- _QUESTIONS ON THE MATERIAL_
**A)** In the plan document extract, which Internal Revenue Code sections is the Plan not intended to qualify under?
**B)** Please duplicate the part of the plan document extract that begins at the words "The Plan is amended" and stops after "Code section 409A.".

- _DOCUMENT EXTRACT_
PURPOSE, DEFINITIONS AND CONSTRUCTION
 
1.1           Purpose of the Plan
 
This Plan is established by the Employer to permit certain select management employees, who are defined below, to defer the payment of a percentage of their Compensation, and in addition thereto, to provide for certain Employer contributions to augment such employees' retirement income.  This Plan is not intended to, and does not, qualify under sections 401(a) and 501(a) of the Internal Revenue Code, and is designed to be exempt from the requirements of the Employee Retirement Income Security Act.
 
The Plan is amended and restated as set forth herein effective as of the Freeze Date solely for the purpose of incorporating prior amendments (all of which were effective prior to January 1, 2005) and documenting the freezing of all benefits effective as of the Freeze Date.  Nothing in this amended and restated Plan is intended to constitute or shall be construed as constituting a material modification of the Plan.  Because the Plan has not been materially modified after October 3, 2004 and does not provide for any benefits not earned and vested as of December 31, 2004, the Plan is intended to be exempt from the requirements of Code section 409A.
 
1.2           Definitions
 
The following terms, when found in the Plan, shall have the meanings set forth below:
 
(a)           Account Balance:  At any time, the total of all amounts credited under the terms of the Plan to a Participant, the rights to which are determined under the Plan.

- _INFORMATION SUPPLIED_
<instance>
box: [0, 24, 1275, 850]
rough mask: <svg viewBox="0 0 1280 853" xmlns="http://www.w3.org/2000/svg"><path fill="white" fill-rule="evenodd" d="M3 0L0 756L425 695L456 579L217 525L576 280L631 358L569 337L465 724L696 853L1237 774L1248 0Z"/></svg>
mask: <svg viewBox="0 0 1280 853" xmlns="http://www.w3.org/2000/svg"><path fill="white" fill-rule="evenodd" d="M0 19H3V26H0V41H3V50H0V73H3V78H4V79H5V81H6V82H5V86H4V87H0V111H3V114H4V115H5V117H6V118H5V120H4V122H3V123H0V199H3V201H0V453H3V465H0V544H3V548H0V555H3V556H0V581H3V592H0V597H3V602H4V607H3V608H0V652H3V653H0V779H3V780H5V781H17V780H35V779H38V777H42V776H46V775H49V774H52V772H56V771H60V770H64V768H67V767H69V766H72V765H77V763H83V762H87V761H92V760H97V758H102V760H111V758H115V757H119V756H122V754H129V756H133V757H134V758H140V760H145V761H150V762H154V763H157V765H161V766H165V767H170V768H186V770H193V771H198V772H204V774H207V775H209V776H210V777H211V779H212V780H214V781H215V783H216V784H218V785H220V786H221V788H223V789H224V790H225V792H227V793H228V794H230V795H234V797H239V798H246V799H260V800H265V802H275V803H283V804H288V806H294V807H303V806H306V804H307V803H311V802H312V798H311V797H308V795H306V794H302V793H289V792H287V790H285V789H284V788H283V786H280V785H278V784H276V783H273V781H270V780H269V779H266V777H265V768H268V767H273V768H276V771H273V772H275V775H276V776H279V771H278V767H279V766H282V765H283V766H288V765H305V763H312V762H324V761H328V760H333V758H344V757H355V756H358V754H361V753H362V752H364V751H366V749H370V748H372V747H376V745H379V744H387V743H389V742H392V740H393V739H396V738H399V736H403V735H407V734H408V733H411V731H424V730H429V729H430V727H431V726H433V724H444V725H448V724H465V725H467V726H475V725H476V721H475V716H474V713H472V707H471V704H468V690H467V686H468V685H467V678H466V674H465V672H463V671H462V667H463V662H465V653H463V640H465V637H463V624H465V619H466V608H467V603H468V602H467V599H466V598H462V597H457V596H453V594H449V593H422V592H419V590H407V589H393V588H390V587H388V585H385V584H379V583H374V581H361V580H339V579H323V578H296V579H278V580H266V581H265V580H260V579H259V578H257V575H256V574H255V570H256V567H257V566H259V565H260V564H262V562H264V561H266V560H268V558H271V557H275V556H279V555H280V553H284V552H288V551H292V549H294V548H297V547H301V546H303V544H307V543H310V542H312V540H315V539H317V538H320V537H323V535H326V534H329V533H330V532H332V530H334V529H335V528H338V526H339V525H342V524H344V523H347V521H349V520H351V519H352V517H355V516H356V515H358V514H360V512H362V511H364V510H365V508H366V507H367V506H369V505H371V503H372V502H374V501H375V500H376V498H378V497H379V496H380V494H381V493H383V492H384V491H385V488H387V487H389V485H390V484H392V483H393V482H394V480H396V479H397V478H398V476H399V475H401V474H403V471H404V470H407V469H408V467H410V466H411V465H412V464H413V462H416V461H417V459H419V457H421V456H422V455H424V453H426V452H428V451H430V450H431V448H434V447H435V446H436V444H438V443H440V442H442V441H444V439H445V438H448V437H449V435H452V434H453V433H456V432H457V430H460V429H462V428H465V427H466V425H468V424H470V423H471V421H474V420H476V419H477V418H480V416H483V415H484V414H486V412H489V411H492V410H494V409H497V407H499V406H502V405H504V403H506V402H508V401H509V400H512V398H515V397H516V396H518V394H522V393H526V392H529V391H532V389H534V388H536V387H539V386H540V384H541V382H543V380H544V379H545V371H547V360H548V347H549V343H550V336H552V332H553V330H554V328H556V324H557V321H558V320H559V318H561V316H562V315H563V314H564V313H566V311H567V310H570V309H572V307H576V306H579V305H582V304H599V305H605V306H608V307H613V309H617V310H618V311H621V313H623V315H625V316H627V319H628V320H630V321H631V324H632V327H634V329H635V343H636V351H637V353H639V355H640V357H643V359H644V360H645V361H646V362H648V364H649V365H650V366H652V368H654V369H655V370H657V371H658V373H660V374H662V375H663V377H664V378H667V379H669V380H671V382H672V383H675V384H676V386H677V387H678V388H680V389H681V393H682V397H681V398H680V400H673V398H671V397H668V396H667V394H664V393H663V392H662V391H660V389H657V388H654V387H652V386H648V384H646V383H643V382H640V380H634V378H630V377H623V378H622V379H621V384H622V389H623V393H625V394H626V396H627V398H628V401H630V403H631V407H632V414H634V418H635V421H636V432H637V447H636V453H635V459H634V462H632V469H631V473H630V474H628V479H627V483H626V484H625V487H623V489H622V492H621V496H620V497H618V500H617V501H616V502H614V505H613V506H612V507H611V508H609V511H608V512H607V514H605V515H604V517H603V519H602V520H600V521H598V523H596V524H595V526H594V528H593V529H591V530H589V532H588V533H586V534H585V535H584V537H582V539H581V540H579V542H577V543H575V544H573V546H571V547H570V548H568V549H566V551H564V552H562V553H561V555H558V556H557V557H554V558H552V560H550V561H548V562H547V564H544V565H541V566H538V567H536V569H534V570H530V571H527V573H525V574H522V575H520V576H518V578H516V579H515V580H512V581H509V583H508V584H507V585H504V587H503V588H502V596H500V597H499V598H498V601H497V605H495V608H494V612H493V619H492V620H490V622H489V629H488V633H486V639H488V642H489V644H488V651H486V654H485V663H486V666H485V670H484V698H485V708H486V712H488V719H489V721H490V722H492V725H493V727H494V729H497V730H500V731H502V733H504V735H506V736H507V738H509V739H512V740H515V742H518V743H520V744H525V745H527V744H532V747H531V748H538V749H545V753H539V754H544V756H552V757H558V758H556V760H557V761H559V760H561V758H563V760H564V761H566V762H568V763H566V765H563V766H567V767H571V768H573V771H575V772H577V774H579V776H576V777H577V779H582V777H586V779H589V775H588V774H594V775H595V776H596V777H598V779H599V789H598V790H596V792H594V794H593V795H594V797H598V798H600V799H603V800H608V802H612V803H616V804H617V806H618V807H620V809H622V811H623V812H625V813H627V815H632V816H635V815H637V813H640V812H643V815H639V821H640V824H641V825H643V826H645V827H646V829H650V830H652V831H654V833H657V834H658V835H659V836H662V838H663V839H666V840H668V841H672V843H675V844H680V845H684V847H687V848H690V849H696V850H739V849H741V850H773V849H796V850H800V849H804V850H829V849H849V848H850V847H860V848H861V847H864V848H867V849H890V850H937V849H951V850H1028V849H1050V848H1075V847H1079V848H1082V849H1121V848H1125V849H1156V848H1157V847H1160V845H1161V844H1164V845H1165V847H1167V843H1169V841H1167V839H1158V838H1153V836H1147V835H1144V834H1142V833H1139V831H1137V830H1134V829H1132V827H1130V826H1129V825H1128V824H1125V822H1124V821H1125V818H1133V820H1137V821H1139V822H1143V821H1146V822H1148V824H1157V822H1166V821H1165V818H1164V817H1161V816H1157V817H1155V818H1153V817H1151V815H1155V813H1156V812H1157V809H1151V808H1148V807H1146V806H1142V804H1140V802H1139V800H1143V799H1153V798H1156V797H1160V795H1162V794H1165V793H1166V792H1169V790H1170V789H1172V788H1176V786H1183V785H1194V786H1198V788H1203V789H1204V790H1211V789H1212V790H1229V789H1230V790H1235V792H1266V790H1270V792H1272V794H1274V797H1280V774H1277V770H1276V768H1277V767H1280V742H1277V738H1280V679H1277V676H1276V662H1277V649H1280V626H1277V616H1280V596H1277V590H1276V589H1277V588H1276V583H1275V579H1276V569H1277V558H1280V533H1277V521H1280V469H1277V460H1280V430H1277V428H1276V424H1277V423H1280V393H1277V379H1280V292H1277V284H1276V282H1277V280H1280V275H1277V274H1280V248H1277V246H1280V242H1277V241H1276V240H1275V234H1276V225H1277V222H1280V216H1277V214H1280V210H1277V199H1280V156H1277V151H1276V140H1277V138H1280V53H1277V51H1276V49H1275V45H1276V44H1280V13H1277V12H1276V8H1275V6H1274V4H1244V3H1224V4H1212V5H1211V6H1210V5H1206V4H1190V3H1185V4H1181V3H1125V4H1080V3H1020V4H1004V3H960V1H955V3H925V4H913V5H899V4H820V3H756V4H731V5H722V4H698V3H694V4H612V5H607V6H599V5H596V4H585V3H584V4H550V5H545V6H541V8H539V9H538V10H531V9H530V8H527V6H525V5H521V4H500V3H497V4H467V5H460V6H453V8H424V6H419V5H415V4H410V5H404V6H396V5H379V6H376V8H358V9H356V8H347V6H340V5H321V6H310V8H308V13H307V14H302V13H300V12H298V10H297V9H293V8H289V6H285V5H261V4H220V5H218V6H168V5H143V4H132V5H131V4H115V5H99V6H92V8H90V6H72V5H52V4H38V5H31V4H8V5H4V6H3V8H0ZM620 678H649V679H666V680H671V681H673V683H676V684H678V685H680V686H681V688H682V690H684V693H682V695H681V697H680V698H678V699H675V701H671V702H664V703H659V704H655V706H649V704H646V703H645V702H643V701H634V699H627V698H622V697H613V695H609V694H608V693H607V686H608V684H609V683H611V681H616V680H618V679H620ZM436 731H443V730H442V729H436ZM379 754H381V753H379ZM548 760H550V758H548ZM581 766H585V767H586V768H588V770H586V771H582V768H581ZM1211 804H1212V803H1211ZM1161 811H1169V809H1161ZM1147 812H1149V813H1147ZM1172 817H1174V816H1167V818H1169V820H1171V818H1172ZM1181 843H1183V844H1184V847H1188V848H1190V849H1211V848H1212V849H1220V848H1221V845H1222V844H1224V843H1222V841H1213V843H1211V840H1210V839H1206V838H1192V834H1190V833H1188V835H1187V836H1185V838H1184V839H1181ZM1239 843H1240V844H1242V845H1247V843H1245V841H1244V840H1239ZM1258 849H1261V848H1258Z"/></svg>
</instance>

==

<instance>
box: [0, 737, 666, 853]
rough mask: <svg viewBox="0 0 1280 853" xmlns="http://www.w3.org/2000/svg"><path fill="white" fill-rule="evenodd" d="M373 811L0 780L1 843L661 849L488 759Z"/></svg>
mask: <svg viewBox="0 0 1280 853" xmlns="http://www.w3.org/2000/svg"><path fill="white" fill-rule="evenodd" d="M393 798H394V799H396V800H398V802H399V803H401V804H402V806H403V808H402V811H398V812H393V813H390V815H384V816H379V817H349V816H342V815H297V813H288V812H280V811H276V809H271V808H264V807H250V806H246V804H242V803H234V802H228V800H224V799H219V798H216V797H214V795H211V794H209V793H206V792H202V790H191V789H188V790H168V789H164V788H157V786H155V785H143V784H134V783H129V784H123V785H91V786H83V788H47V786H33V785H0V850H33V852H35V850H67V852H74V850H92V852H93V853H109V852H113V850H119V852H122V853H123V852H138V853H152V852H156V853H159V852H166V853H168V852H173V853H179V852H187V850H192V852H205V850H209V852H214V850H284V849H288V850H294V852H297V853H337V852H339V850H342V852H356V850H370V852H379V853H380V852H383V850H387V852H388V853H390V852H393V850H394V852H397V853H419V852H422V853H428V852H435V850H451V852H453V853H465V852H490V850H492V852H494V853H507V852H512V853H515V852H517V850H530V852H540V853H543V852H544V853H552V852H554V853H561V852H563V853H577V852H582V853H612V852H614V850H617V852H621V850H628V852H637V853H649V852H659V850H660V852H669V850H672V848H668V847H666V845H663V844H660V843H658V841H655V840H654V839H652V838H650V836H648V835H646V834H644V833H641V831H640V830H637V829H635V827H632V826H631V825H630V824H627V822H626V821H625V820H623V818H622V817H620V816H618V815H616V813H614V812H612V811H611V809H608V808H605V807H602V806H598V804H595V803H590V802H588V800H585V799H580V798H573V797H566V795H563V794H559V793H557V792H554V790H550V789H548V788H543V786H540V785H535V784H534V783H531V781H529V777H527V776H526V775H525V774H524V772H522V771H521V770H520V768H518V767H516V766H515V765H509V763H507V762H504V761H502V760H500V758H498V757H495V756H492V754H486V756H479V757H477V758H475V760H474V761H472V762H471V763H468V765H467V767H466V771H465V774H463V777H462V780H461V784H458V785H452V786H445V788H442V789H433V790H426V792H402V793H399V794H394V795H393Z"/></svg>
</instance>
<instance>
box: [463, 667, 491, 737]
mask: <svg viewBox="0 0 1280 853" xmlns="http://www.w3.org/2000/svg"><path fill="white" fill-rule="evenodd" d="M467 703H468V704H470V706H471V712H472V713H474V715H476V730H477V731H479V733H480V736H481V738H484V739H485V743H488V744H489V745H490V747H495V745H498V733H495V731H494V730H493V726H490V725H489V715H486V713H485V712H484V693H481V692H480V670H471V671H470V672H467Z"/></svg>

- _TASK-BY-TASK OUTPUTS_
**A)** Sections 401(a) and 501(a)

**B)**
The Plan is amended and restated as set forth herein effective as of the Freeze Date solely for the purpose of incorporating prior amendments (all of which were effective prior to January 1, 2005) and documenting the freezing of all benefits effective as of the Freeze Date.  Nothing in this amended and restated Plan is intended to constitute or shall be construed as constituting a material modification of the Plan.  Because the Plan has not been materially modified after October 3, 2004 and does not provide for any benefits not earned and vested as of December 31, 2004, the Plan is intended to be exempt from the requirements of Code section 409A.